_Requirement 1_. In the passage on Enos Mills, turn the paragraph beginning "Mills was born in Pleasanton" into a short bulleted list that keeps its main facts.

_Selected passage_.

Enos Abijah Mills  (April 22, 1870 – September 21, 1922) was an American naturalist, author and homesteader. He was the main figure behind the creation of Rocky Mountain National Park.

Enos Mills was inducted into the Colorado Business Hall of Fame by Junior Achievement–Rocky Mountain and the Denver Metro Chamber of Commerce in 2016.

Early and personal life 
Mills was born in Pleasanton, Kansas, near the later site of the Mine Creek Battlefield of the Civil War. His parents were Enos Mills Sr., and Ann Lamb Mills. He had ten brothers and sisters, who are listed in order of birth: Augustus, Elkhanah, Mary, Naomi Victoria, Ruth, Sarah, Ellen, Sabina Isabelle (Belle), Horace, Enoch Joe. He married Esther Burnell on August 12, 1918. Their only child, Enda Mills, was born on April 27, 1919.

Colorado and Montana 
He moved to Colorado in 1884 at the age of 14. He suffered from an unidentifiable illness which he later discovered to be an allergy to wheat.

_Source material_.

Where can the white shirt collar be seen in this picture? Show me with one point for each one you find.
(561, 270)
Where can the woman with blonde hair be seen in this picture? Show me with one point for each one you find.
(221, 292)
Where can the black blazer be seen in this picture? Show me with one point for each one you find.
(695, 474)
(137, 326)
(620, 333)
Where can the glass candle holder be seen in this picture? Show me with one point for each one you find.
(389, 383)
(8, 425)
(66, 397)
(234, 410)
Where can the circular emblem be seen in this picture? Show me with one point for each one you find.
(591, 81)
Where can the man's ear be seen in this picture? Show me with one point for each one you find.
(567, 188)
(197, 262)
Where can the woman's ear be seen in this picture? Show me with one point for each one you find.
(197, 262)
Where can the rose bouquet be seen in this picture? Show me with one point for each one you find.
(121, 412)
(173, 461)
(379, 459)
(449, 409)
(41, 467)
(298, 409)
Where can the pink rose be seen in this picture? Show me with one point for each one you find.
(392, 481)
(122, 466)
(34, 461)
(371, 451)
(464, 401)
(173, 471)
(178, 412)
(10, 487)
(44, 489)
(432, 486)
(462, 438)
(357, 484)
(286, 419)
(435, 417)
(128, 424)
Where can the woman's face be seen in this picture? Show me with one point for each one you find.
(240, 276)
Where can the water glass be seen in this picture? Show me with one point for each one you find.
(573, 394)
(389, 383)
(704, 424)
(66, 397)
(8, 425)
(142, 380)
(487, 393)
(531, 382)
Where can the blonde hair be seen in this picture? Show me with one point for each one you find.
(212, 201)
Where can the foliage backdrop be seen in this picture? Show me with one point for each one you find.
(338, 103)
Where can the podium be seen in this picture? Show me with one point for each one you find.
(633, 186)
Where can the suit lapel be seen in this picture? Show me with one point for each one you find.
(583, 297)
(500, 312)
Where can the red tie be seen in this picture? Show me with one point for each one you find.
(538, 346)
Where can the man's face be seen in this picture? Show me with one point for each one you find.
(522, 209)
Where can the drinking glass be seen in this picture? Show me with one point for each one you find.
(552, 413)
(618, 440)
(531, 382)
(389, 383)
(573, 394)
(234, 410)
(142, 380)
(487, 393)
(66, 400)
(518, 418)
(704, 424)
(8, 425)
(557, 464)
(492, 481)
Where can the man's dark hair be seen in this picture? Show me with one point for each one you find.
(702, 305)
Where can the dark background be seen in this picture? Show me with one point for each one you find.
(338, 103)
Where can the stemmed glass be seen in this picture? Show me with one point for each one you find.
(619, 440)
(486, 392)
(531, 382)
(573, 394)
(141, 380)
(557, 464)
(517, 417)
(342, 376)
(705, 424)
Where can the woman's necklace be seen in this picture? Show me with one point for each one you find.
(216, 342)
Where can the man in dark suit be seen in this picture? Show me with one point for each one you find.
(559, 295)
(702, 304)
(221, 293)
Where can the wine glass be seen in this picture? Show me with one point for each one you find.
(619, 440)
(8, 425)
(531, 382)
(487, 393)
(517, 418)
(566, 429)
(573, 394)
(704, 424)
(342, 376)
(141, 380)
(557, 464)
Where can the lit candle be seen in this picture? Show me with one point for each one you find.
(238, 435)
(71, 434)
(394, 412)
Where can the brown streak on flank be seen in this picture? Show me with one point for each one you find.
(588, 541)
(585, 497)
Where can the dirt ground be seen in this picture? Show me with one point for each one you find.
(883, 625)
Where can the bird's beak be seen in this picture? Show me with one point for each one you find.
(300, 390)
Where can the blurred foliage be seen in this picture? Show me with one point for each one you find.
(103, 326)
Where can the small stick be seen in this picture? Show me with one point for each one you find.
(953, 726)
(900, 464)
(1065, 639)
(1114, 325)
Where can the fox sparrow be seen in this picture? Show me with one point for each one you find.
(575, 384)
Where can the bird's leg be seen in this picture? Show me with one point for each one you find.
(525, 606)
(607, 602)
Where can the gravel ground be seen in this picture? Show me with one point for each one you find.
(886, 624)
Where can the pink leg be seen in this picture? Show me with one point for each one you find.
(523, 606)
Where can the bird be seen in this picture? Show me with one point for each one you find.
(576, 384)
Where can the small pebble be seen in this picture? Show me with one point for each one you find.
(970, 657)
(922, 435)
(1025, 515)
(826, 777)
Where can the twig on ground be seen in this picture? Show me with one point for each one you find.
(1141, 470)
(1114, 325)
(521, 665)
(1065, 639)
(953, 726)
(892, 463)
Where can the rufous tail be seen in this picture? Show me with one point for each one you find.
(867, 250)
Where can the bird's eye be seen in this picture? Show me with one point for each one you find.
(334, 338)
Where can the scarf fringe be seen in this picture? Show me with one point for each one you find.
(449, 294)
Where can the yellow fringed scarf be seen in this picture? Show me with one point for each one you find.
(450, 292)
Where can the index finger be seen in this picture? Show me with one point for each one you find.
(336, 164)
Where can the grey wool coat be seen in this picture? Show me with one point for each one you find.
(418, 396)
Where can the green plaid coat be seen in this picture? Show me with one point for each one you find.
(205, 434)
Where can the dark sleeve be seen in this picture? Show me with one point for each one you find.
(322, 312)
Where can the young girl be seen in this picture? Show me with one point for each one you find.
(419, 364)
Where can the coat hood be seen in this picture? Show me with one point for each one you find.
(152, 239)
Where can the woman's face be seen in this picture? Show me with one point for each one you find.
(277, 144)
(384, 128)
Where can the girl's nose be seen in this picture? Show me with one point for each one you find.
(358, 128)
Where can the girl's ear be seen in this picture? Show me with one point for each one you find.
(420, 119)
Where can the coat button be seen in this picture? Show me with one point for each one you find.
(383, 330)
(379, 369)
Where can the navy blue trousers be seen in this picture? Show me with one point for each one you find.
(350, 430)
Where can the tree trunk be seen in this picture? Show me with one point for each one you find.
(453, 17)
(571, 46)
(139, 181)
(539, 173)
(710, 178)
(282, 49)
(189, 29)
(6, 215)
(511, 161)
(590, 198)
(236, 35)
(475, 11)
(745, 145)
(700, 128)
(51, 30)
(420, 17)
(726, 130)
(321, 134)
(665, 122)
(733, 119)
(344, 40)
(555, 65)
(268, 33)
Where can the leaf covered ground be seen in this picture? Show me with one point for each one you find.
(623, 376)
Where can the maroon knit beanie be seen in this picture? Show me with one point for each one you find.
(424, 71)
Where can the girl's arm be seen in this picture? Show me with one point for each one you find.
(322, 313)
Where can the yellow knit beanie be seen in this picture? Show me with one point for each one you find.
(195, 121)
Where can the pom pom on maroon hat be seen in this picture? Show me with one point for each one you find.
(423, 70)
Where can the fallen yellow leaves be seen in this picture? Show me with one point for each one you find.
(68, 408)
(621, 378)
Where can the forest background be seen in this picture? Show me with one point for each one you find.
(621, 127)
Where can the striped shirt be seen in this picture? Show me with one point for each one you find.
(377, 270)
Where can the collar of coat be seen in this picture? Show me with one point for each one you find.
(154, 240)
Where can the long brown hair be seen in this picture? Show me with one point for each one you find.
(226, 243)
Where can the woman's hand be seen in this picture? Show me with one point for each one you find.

_Requirement 2_. Pick out every line of the records that contains the word "brown".

_Full answer 1_.
- Born in Pleasanton, Kansas, near the later site of the Civil War's Mine Creek Battlefield
- Parents: Enos Mills Sr. and Ann Lamb Mills
- Ten siblings, in birth order: Augustus, Elkhanah, Mary, Naomi Victoria, Ruth, Sarah, Ellen, Sabina Isabelle (Belle), Horace, Enoch Joe
- Married Esther Burnell on August 12, 1918
- Only child, Enda Mills, born April 27, 1919

_Full answer 2_.
Where can the brown streak on flank be seen in this picture? Show me with one point for each one you find.
Where can the long brown hair be seen in this picture? Show me with one point for each one you find.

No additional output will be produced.